● **练习说明**: 下方哪些行含有字符串“stone”？请找出这些行，并逐一完整抄录。

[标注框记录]

************

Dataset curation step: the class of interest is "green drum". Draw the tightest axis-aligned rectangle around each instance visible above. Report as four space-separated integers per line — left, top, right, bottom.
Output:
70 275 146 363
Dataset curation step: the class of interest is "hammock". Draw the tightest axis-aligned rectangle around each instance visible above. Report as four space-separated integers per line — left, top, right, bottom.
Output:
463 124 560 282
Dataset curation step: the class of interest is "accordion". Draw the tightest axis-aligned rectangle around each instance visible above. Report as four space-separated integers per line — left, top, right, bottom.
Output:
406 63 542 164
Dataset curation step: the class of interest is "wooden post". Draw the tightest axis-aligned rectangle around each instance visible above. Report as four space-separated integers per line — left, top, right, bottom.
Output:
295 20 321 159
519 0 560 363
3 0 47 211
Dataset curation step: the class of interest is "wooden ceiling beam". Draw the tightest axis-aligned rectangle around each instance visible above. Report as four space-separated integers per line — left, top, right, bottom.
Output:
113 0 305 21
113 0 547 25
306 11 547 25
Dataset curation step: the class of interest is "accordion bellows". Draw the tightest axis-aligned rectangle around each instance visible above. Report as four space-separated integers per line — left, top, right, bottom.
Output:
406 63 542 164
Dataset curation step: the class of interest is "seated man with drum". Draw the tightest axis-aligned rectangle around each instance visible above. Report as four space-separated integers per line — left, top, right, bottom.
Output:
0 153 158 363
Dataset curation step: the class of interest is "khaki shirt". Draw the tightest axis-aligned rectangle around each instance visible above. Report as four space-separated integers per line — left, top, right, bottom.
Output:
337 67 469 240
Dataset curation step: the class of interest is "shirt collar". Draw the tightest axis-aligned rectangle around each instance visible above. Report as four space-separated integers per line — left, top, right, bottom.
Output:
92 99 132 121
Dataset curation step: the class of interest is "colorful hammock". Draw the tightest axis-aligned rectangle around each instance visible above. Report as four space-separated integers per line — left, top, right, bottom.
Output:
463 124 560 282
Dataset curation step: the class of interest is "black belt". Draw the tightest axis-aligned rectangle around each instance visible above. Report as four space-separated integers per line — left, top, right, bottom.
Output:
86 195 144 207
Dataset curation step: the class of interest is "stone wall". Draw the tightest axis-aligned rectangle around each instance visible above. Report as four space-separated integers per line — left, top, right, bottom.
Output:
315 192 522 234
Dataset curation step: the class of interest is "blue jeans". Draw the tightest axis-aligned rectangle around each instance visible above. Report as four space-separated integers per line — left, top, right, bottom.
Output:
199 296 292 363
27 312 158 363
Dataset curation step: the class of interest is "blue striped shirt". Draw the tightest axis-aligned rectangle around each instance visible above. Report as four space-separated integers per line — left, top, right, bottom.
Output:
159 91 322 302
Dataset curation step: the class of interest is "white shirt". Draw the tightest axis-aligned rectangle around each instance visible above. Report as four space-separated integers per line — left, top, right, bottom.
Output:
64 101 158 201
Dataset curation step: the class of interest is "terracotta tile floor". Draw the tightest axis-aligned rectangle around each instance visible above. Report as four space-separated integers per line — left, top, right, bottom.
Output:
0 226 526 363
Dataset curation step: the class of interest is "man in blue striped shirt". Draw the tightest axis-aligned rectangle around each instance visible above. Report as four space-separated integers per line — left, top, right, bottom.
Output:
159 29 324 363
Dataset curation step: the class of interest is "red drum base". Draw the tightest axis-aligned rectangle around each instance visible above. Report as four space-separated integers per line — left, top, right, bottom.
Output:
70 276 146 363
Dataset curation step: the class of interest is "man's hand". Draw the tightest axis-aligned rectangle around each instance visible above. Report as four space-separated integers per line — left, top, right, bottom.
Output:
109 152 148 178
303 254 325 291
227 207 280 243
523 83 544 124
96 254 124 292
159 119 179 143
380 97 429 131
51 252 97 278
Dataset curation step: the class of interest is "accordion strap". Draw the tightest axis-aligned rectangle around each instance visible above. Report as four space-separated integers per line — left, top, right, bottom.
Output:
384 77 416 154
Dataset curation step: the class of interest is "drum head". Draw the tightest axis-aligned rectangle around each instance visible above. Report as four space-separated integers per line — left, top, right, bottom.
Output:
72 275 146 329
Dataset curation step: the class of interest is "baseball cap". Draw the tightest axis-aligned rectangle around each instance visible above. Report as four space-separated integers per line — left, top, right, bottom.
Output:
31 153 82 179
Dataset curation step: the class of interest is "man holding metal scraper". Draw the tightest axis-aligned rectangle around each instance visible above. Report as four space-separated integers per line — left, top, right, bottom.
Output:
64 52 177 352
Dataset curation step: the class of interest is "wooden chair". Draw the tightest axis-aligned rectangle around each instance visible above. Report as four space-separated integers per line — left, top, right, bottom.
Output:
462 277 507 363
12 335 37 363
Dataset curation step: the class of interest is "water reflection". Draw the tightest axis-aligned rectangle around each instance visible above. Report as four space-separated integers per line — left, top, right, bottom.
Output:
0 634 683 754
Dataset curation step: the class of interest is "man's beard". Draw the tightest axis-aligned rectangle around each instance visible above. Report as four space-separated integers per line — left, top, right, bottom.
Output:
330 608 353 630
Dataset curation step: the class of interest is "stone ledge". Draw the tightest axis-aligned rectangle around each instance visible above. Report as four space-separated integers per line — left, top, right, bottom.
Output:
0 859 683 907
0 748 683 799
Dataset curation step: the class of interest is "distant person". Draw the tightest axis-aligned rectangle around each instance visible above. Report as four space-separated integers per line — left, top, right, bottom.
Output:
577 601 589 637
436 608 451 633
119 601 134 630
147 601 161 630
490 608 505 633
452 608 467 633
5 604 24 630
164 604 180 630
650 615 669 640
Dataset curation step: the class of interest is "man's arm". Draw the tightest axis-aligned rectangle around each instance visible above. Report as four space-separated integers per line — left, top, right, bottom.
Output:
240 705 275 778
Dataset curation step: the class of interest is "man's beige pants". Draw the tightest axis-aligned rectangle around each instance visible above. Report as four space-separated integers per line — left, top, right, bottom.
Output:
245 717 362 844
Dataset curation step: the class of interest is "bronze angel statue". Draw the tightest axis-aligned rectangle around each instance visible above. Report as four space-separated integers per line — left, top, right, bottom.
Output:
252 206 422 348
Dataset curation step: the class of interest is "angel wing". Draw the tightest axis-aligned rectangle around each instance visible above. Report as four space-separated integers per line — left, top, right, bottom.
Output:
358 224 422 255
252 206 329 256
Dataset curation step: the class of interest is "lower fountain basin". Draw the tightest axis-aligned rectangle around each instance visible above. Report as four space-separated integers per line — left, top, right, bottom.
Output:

************

● **练习答案**:
Dataset curation step: the class of interest is "stone wall". Draw the tightest axis-aligned rectangle around each instance visible above. Report as four space-separated integers per line — left, top, right, bottom.
Dataset curation step: the class of interest is "stone ledge". Draw the tightest axis-aligned rectangle around each instance visible above. Report as four space-separated integers per line — left, top, right, bottom.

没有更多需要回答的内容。